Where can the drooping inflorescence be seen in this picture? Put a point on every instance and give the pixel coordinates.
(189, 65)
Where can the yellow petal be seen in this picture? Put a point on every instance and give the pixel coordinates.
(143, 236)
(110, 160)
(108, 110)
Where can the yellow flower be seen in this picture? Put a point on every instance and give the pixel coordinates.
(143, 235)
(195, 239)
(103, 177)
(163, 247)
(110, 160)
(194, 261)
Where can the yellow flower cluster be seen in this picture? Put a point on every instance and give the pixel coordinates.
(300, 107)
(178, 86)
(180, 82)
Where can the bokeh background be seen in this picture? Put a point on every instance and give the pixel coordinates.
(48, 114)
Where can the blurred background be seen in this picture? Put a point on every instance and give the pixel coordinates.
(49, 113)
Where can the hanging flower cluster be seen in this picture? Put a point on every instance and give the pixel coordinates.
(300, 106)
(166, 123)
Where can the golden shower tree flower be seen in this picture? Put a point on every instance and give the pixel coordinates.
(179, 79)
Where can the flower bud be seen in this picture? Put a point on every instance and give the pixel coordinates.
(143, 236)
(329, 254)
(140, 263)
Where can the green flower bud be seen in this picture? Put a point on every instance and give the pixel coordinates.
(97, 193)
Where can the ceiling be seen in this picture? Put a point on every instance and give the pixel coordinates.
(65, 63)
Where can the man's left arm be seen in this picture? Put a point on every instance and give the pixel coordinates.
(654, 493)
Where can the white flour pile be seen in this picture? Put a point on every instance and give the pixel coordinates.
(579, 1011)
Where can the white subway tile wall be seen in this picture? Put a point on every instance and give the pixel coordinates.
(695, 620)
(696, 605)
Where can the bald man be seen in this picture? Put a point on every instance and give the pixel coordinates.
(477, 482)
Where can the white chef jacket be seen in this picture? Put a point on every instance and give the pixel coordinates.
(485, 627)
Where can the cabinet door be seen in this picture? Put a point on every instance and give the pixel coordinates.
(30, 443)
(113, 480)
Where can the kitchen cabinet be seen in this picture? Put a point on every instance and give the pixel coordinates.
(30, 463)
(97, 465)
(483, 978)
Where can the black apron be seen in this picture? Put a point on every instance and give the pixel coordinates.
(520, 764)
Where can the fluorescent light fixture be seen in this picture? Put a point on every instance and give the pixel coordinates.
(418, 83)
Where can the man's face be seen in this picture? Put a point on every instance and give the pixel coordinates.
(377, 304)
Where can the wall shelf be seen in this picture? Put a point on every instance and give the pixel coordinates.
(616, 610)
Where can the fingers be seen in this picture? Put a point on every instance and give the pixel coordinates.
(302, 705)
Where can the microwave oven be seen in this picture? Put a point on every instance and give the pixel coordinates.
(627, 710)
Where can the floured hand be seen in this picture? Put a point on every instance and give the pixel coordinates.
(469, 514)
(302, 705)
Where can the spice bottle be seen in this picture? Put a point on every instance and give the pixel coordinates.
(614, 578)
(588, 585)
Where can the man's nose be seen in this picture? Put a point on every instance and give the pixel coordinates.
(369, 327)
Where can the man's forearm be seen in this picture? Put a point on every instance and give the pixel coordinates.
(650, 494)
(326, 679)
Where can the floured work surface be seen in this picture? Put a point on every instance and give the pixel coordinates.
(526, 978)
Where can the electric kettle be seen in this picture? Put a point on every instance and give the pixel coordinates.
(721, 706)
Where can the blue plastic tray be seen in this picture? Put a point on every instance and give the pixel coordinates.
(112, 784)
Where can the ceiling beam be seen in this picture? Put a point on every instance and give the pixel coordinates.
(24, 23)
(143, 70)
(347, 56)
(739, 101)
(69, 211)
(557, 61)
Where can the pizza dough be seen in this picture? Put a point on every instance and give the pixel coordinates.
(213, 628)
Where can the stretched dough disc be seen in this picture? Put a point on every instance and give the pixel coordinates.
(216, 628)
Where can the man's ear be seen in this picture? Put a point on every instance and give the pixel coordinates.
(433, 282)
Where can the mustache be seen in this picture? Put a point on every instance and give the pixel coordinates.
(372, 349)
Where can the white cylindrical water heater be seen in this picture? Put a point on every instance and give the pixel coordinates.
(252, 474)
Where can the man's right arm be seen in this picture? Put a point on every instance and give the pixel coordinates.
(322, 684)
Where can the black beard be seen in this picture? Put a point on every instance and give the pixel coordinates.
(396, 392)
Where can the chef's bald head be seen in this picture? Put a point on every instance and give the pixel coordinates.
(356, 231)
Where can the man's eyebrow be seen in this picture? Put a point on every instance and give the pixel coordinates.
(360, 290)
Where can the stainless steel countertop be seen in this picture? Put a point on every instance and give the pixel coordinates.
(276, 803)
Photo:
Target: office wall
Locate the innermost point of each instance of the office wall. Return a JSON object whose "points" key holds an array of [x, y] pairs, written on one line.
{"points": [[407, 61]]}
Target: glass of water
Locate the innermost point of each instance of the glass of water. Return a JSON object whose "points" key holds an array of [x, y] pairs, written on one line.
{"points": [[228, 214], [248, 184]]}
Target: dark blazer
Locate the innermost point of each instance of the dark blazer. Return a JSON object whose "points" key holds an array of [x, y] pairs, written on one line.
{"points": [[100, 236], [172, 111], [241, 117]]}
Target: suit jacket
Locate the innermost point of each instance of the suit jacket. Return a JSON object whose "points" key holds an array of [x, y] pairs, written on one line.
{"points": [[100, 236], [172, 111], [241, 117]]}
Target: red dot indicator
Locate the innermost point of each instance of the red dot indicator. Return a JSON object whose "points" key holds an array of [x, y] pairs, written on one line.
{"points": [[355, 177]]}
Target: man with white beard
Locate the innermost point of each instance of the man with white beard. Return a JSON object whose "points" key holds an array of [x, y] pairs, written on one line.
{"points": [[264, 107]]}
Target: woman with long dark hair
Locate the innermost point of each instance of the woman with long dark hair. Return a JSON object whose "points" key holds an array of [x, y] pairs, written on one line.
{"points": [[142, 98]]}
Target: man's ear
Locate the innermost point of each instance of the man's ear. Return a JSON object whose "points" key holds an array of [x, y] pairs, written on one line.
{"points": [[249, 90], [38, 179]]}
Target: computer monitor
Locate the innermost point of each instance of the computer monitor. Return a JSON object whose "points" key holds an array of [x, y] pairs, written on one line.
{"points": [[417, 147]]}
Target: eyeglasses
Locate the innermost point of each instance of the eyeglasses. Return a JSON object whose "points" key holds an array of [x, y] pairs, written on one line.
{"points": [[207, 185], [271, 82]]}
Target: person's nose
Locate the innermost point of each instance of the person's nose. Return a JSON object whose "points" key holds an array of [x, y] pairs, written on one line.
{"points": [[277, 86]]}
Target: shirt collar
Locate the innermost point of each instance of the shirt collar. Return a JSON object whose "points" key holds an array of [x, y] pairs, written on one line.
────────
Reproduce word for word the material above, starting with the line that has "Where can the man's ear" and stopping after the line that has "Target: glass of water".

__ANSWER BELOW__.
Where can the man's ear be seen in this picture? Put a point on every instance and give the pixel coordinates.
(433, 282)
Where can the mustache be seen in this picture? Put a point on every instance and give the pixel coordinates.
(372, 349)
Where can the white cylindrical water heater be seen in this picture? Put a point on every instance and give the pixel coordinates.
(252, 474)
Where can the man's right arm be seen in this picture? Put a point on every instance and give the pixel coordinates.
(322, 684)
Where can the black beard be seen in this picture? Put a point on every instance and give the pixel coordinates.
(396, 392)
Where can the chef's bald head be seen in this picture? Put a point on every instance and give the pixel coordinates.
(356, 231)
Where can the man's eyebrow be seen in this picture? Put a point on every instance and give the pixel coordinates.
(360, 290)
Where can the stainless steel countertop be seen in this picture? Put a point on every instance and give the pixel coordinates.
(276, 803)
Photo:
Target: office wall
Locate the innermost point of each instance of the office wall. Return a JSON object whose "points" key holds an array of [x, y] pairs, written on one line.
{"points": [[407, 61]]}
Target: glass of water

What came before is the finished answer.